◆ **Dataset rows showing where objects appear**
┄┄┄┄┄┄┄┄┄┄┄┄┄┄┄┄┄┄┄┄
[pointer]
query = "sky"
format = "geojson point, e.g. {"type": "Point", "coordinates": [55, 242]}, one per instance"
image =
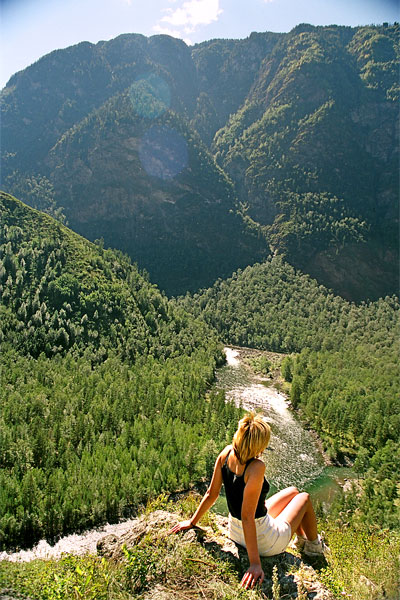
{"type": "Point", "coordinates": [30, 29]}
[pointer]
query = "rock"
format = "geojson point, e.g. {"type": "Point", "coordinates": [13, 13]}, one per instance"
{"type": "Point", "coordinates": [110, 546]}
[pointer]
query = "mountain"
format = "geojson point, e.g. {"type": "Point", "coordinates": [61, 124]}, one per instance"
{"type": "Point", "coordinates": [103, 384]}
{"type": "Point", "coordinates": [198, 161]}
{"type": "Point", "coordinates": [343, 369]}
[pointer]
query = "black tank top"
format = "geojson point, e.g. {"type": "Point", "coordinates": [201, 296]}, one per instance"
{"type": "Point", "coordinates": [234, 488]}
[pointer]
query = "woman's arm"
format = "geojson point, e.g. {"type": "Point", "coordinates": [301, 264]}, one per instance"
┄┄┄┄┄┄┄┄┄┄┄┄┄┄┄┄┄┄┄┄
◆ **Given request**
Write out all of the records above word for word, leaving the pictures out.

◆ **Answer below**
[pointer]
query = "sky"
format = "geojson point, e.g. {"type": "Point", "coordinates": [55, 242]}, one per instance"
image =
{"type": "Point", "coordinates": [30, 29]}
[pointer]
query = "rock"
format = "geojson point, e.g. {"type": "Point", "coordinates": [13, 13]}, one per instance"
{"type": "Point", "coordinates": [110, 546]}
[pointer]
query = "mountain"
format = "geojson point, e.g. {"type": "Point", "coordinates": [61, 124]}, one per instance"
{"type": "Point", "coordinates": [103, 384]}
{"type": "Point", "coordinates": [198, 161]}
{"type": "Point", "coordinates": [343, 369]}
[pointer]
query = "black tank top"
format = "geojson point, e.g. {"type": "Point", "coordinates": [201, 296]}, one per instance"
{"type": "Point", "coordinates": [234, 488]}
[pointer]
query = "woman's arm"
format = "geojson point, e.g. {"type": "Point", "coordinates": [301, 264]}, one per instance"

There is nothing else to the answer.